- **TEXTE PROPOSÉ**:
★ ★ ★
Dans le cerveau de la ville intelligente

La smart city ne se réduit pas à l'innovation technologique au service d'une meilleure gestion. Les maires des grandes villes prennent conscience qu'ils doivent développer des plates-formes d'hyperproximité locale et des réseaux à forte utilité sociale susceptibles de faire participer les citoyens à la mise en place de la ville intelligente.
Selon Gilles Babinet, représentant de la France auprès de la Commission européenne sur les enjeux du numérique, « la ville intelligente, c’est du long terme, mais c’est inévitable ».

« What is the city, but the people. » William Shakespeare l'a écrit dans Coriolan en 1607. Ce « qu'est-ce qu'une ville sinon ses habitants ? », tout élu l'a un jour utilisé. Gérard Collomb et Nathalie Kosciusko-Morizet en ont fait un usage fréquent et, souvent, pour rassurer des citoyens inquiets sur l'évolution de la ville. Jean-Louis Missika, responsable de la ville intelligente pour Anne Hidalgo, détourne lui aussi volontiers Shakespeare.

Pour signifier que Paris ne se laissera jamais déborder par la technologie, il dit fréquemment que « l'intelligence d'une ville, c'est celle de ses habitants ». La ville est dure, stressante ; si son évolution vers l'intelligence se résume à l'amoncellement des données numériques, à une débauche de capteurs espions et de plates-formes informatiques plus douées pour la surveillance et l'« hypervision » que pour le plaisir de vivre en toute urbanité, si tout cela prend un air de « Big Mother », la smart city sera rejetée. Et un élu, déjà confronté à la défiance généralisée, ne peut pas en prendre le risque. Ses électeurs ont tous constaté que le numérique augmente la productivité mais ne crée pas vraiment d'emplois, et l'élu a donc du mal à « vendre » la ville numérique. Comme le disait récemment un maire du Grand Paris à un chef d'entreprise : « Il est vraiment bien ton smart grid mais ça ne me fera jamais gagner une voix ! »
★ ★ ★
- **INFORMATIONS AFFICHÉES**:
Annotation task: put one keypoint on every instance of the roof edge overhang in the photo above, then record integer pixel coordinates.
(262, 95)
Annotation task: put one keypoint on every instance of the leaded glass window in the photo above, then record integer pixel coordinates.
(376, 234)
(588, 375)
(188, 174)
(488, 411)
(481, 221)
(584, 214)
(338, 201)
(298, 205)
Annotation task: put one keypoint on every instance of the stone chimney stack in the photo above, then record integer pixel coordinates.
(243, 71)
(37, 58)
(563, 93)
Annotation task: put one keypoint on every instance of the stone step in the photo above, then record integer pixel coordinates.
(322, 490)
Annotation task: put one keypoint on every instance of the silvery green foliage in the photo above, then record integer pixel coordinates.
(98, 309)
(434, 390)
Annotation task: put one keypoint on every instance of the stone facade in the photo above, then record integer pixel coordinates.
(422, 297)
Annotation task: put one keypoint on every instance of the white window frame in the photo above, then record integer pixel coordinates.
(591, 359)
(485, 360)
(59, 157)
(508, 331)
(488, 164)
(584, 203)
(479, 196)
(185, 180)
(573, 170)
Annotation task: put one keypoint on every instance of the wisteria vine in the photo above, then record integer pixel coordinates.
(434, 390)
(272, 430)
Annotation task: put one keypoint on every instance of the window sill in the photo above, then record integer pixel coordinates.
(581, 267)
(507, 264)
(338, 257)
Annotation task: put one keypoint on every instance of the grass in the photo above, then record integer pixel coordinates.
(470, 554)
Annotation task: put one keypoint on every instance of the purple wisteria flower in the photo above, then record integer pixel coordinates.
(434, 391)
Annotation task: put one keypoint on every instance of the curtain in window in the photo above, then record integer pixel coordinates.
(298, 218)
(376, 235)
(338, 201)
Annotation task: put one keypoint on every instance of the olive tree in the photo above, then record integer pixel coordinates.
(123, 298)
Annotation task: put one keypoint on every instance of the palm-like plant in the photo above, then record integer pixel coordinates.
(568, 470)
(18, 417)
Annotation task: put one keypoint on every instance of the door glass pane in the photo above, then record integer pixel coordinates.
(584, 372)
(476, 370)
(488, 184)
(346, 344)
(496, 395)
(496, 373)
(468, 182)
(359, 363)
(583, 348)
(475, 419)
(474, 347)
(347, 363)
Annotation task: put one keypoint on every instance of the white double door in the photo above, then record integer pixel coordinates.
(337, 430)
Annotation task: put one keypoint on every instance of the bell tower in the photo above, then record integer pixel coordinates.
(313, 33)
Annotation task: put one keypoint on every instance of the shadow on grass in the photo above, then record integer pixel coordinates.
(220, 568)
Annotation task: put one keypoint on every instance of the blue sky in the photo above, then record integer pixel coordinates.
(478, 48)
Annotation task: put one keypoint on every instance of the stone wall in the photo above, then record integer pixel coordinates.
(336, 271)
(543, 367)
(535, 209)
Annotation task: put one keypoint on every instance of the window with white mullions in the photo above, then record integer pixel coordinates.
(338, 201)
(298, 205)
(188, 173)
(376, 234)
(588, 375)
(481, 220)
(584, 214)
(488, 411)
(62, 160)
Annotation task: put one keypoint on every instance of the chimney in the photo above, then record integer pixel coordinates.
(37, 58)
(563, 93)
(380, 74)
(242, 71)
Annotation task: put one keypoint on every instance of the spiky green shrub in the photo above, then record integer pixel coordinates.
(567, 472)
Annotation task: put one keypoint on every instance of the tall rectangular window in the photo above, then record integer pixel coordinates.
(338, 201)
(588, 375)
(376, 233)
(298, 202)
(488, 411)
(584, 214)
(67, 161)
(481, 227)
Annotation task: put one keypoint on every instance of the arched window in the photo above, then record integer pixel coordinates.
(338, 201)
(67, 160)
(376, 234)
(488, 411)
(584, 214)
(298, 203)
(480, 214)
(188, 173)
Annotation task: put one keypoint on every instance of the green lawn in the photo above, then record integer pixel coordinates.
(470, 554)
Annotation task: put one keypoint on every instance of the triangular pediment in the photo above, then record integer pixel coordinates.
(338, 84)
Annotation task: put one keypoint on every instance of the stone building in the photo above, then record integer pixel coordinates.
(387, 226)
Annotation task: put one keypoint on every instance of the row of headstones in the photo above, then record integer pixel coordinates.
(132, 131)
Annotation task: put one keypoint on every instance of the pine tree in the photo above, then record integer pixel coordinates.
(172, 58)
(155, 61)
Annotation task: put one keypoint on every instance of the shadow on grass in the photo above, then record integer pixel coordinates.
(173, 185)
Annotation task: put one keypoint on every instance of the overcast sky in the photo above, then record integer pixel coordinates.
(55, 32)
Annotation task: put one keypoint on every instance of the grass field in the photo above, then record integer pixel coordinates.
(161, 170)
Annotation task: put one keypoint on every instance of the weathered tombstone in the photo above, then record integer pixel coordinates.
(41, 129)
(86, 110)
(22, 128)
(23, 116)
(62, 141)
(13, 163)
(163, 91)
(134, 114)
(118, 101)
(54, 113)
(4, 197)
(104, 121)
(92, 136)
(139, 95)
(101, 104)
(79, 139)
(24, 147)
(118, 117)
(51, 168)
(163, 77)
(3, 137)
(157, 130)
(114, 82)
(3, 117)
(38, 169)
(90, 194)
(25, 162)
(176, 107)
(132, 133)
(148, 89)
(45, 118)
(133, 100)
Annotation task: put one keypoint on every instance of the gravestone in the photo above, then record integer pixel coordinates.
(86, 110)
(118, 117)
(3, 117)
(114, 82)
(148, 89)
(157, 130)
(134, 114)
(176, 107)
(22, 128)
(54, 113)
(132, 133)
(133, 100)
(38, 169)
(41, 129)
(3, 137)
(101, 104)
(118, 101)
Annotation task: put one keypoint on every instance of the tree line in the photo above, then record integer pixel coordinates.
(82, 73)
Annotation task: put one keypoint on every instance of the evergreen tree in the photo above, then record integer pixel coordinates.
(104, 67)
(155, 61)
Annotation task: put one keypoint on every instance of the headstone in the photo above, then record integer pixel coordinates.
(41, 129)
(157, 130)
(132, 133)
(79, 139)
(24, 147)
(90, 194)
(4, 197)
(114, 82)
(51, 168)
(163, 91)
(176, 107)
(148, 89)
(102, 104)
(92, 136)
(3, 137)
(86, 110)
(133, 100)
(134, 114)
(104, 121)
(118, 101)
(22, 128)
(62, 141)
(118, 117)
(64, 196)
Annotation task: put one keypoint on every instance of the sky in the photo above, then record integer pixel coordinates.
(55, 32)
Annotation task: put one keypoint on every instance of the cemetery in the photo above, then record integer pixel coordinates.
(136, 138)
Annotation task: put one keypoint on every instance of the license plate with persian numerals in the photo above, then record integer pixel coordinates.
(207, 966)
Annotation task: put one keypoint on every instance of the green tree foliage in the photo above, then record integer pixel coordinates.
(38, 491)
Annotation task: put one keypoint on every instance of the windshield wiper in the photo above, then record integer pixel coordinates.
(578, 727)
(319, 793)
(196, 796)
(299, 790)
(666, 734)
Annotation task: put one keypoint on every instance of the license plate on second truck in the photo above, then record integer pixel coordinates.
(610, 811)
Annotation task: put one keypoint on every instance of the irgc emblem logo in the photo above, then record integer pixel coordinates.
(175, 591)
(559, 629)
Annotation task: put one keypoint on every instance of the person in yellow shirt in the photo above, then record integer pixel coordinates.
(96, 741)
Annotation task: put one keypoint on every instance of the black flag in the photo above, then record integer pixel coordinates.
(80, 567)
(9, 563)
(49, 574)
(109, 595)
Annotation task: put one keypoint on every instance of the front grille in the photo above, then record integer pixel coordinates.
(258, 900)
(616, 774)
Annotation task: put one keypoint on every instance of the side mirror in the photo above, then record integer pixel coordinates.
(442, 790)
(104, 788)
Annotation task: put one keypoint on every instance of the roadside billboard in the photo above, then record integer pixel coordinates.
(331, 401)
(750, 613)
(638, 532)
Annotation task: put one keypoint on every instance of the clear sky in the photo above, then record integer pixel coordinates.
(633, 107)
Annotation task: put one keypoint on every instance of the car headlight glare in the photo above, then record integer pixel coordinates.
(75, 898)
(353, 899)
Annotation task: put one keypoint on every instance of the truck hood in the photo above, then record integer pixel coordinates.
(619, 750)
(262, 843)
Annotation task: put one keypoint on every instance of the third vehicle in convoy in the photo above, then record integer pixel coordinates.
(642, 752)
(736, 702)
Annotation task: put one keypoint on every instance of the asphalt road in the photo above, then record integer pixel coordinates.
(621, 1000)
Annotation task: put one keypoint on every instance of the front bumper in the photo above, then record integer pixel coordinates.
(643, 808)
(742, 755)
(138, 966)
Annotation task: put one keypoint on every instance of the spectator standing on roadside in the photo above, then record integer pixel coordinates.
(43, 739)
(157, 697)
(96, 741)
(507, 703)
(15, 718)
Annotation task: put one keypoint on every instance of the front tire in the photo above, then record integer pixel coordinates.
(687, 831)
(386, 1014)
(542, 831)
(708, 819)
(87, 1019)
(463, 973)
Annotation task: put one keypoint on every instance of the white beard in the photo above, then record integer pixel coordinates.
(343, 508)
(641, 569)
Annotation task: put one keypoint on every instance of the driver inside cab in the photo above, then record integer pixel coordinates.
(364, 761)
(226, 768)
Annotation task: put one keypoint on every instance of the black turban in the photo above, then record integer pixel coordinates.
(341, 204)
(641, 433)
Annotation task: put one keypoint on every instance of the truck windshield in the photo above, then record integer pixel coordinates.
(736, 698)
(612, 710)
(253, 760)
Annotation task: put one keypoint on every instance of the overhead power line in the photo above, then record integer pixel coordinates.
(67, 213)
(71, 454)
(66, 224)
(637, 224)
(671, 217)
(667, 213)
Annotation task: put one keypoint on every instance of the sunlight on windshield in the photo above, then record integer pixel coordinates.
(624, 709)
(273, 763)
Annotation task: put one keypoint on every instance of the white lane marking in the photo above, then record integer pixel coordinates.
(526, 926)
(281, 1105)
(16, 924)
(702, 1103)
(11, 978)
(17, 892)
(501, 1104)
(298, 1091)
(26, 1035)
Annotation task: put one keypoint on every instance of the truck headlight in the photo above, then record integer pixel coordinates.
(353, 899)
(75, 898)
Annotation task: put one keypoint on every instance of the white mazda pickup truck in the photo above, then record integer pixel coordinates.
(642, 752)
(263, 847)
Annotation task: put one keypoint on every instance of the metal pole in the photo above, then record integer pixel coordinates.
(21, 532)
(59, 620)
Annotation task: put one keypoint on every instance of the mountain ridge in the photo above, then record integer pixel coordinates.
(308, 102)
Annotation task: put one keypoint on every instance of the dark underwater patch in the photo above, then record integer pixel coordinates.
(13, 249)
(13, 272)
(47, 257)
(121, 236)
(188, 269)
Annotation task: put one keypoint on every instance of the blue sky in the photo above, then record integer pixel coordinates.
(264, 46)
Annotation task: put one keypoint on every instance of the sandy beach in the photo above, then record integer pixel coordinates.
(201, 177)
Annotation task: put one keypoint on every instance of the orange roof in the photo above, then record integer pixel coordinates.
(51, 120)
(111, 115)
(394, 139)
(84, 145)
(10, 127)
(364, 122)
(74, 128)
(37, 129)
★ ★ ★
- **CONSIGNE ÉCRITE 1**:
Dans le texte sur la ville intelligente, reformulez sous forme de liste plus courte le paragraphe qui s'ouvre sur les mots « What is the city, but the people », en conservant ses faits essentiels.
- **CONSIGNE ÉCRITE 2**:
Reproduisez mot pour mot le passage du texte sur la ville intelligente qui commence à « Dans le cerveau » et se termine à « la ville intelligente. ».

- **CORRIGÉ 1**:
- William Shakespeare a écrit « What is the city, but the people. » dans Coriolan en 1607.
- Tout élu a un jour repris cette formule.
- Gérard Collomb et Nathalie Kosciusko-Morizet l'ont souvent employée, en particulier pour rassurer des citoyens inquiets de l'évolution de la ville.
- Jean-Louis Missika, responsable de la ville intelligente pour Anne Hidalgo, la détourne lui aussi volontiers.

- **CORRIGÉ 2**:
Dans le cerveau de la ville intelligente

La smart city ne se réduit pas à l'innovation technologique au service d'une meilleure gestion. Les maires des grandes villes prennent conscience qu'ils doivent développer des plates-formes d'hyperproximité locale et des réseaux à forte utilité sociale susceptibles de faire participer les citoyens à la mise en place de la ville intelligente.